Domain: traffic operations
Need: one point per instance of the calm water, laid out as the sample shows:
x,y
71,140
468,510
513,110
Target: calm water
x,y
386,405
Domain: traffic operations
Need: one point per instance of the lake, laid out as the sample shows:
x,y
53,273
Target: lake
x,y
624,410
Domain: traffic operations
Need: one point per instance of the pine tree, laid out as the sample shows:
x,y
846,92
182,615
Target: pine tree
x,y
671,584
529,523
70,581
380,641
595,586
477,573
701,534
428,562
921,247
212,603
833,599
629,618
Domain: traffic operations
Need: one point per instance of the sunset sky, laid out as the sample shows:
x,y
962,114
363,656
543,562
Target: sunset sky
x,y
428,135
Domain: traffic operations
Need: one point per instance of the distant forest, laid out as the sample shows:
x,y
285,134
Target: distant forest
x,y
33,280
__________________________________________________
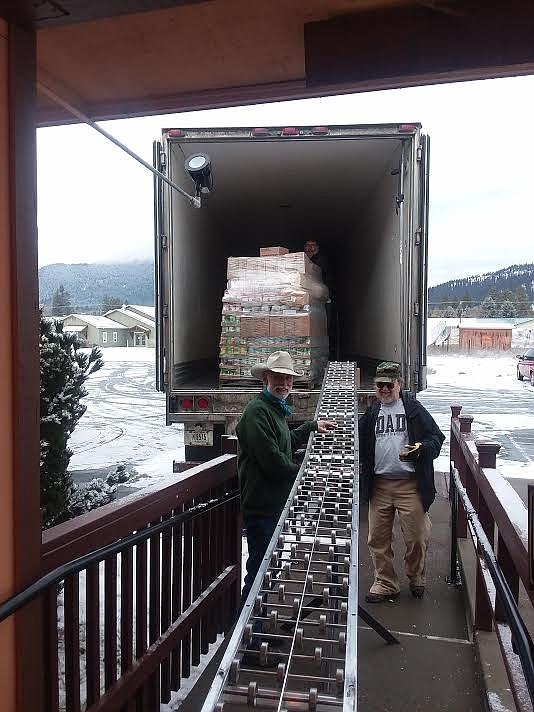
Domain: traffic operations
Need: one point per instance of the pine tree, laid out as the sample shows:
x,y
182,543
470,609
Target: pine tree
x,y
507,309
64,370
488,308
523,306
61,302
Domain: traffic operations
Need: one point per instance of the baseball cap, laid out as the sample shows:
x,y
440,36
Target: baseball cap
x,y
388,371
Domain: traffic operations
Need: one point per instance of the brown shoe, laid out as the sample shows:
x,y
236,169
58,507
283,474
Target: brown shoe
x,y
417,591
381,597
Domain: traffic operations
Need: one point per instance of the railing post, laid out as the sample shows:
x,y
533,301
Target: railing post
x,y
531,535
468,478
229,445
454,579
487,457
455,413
__________________________________________________
■ EXERCISE REQUIREMENTS
For every line above that includes the string "shows", copy the line.

■ WORKED SOLUTION
Need: one point per instance of the calm water, laid out as the sample shows:
Need: one point per instance of the lake, laid out as the sample shows:
Need: one point per instance of the pine tree, laid out as the sample shows:
Need: one point per instance of the sunset sky, laid out as the sample shows:
Need: one point per instance of the distant forest, laid out as the sample shows:
Need: one point per instance of the pine tree, laid out as the sample shows:
Need: one point per instance of the baseball cap, laid out as the sample shows:
Need: one point per instance of the brown shoe, laid out as the sample shows:
Need: one point per instance of the railing post, laid out as the sample shows:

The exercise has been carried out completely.